◆ TEXTO EM ESTUDO

O cancro da tiróide pode não causar
qualquer sintoma de início, mas ao crescer pode provocar dor ou uma saliência
no pescoço. Pode ainda ser causa de alterações na voz, rouquidão ou
engasgamento fácil. A maior parte dos nódulos que podem surgir na tiróide
são benignos, e são cerca de quatro vezes mais frequentes no sexo feminino.
Se notar algum destes sintomas ou sinais deve
consultar o seu médico. Ele deverá fazer todos os anos uma palpação local e do
pescoço, e poderá neste caso requisitar exames como análises de sangue ou
ecografia. Só com a avaliação médica saberemos se os nódulos da tiróide em cada
caso são benignos ou malignos.
O cancro da tiróide tem tratamento. Exige um
diagnóstico precoce e orientação por equipas hospitalares diferenciadas, com
Endocrinologia, Cirurgia Endócrina, Radiologia, Anatomia Patológica, Patologia
Clínica e Medicina Nuclear. O tratamento
consiste, em regra, numa cirurgia para remover a glândula tiróide, que na maior
parte das vezes será curativa sem necessidade de tratamentos adjuvantes. Pode,
contudo, ser necessária uma cirurgia mais extensa para remover também gânglios
do pescoço, ou um tratamento médico com Iodo 131, nos casos em que células
malignas se tenham disseminado para além da tiróide.
Os resultados são, em geral, muito bons. Comparativamente a outros tipos de cancro, o cancro da tiróide tem uma das melhores taxas de
sobrevivência. A taxa de mortalidade é de cerca de 1% aos 25 anos
após diagnóstico. Provavelmente já se questionou: “E depois da cirurgia? Ouvi dizer que vou engordar se retirar a tiróide.”

◆ CONJUNTO DE DADOS
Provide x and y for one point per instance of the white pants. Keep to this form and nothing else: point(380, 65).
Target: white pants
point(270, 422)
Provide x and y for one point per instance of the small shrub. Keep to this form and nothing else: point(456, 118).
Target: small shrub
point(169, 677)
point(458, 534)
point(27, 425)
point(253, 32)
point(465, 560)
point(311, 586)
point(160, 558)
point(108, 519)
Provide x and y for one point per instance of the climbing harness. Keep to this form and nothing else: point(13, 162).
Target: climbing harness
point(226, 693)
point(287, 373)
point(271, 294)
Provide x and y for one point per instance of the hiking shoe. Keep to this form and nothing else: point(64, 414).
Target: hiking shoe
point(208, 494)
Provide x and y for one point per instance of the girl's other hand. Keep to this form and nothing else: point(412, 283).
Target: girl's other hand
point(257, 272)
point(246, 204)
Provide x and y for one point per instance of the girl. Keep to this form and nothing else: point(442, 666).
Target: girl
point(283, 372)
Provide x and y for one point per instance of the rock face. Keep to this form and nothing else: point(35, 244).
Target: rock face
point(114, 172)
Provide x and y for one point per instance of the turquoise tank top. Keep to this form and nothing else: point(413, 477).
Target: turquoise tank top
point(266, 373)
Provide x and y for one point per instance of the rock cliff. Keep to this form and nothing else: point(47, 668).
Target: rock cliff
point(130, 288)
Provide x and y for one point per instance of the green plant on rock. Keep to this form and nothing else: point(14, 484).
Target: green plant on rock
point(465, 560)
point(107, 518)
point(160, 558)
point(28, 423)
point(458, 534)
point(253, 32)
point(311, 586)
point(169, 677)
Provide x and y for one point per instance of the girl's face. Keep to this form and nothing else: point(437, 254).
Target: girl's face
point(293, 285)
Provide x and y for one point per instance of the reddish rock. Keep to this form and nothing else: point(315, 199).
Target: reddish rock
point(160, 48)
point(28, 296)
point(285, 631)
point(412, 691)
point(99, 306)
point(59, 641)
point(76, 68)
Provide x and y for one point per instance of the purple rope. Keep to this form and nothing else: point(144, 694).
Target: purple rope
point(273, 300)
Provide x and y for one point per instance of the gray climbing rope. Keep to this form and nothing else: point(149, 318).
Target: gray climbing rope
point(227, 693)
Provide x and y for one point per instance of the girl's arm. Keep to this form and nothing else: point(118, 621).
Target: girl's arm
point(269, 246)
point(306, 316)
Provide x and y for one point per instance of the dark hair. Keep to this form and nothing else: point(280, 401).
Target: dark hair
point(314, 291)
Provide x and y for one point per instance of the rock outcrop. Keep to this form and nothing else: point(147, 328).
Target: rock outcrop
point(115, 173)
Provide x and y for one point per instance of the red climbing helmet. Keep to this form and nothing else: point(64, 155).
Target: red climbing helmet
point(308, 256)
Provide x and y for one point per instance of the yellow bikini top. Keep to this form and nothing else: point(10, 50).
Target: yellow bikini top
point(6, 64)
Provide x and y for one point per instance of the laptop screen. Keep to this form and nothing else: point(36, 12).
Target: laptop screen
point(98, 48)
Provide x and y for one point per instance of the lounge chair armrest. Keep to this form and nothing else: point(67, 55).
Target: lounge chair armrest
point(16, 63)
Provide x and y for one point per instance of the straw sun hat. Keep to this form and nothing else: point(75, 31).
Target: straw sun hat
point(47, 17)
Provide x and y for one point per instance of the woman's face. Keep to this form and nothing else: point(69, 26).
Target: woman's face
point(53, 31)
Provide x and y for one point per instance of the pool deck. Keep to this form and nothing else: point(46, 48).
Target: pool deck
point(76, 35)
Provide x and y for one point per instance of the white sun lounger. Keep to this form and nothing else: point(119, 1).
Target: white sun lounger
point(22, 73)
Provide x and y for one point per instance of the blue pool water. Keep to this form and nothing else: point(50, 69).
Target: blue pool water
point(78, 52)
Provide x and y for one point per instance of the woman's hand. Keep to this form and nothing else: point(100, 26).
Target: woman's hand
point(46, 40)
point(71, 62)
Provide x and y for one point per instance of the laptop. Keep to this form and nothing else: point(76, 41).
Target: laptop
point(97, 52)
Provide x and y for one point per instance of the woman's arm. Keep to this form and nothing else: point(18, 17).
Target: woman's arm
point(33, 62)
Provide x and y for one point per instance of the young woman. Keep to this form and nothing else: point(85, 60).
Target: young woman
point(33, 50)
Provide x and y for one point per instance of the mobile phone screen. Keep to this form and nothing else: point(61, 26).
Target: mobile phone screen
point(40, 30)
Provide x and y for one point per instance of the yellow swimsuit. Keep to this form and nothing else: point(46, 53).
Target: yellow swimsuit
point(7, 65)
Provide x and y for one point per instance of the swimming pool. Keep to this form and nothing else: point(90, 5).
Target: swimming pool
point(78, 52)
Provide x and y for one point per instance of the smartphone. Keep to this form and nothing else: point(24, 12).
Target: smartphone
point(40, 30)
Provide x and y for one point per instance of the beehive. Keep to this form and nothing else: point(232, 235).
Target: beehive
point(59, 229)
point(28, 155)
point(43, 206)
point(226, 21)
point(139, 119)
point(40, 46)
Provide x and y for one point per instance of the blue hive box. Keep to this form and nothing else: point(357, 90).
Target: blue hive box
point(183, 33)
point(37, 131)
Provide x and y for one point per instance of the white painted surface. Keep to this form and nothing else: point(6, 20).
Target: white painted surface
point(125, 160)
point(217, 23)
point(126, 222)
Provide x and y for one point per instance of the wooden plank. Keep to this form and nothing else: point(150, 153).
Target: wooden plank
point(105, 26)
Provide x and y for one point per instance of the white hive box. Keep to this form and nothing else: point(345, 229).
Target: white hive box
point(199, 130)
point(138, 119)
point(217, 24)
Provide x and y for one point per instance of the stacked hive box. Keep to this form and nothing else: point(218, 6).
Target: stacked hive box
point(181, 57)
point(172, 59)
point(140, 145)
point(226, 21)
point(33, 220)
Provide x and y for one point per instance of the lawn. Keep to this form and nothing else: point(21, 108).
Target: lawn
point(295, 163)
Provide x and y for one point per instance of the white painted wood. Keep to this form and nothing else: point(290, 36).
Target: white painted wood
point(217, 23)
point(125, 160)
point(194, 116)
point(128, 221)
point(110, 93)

◆ SOBRE A TAREFA
Repete o texto sobre o cancro da tiróide do princípio ao fim, sem mudar nada.

◆ RESOLUÇÃO
O cancro da tiróide pode não causar
qualquer sintoma de início, mas ao crescer pode provocar dor ou uma saliência
no pescoço. Pode ainda ser causa de alterações na voz, rouquidão ou
engasgamento fácil. A maior parte dos nódulos que podem surgir na tiróide
são benignos, e são cerca de quatro vezes mais frequentes no sexo feminino.
Se notar algum destes sintomas ou sinais deve
consultar o seu médico. Ele deverá fazer todos os anos uma palpação local e do
pescoço, e poderá neste caso requisitar exames como análises de sangue ou
ecografia. Só com a avaliação médica saberemos se os nódulos da tiróide em cada
caso são benignos ou malignos.
O cancro da tiróide tem tratamento. Exige um
diagnóstico precoce e orientação por equipas hospitalares diferenciadas, com
Endocrinologia, Cirurgia Endócrina, Radiologia, Anatomia Patológica, Patologia
Clínica e Medicina Nuclear. O tratamento
consiste, em regra, numa cirurgia para remover a glândula tiróide, que na maior
parte das vezes será curativa sem necessidade de tratamentos adjuvantes. Pode,
contudo, ser necessária uma cirurgia mais extensa para remover também gânglios
do pescoço, ou um tratamento médico com Iodo 131, nos casos em que células
malignas se tenham disseminado para além da tiróide.
Os resultados são, em geral, muito bons. Comparativamente a outros tipos de cancro, o cancro da tiróide tem uma das melhores taxas de
sobrevivência. A taxa de mortalidade é de cerca de 1% aos 25 anos
após diagnóstico. Provavelmente já se questionou: “E depois da cirurgia? Ouvi dizer que vou engordar se retirar a tiróide.”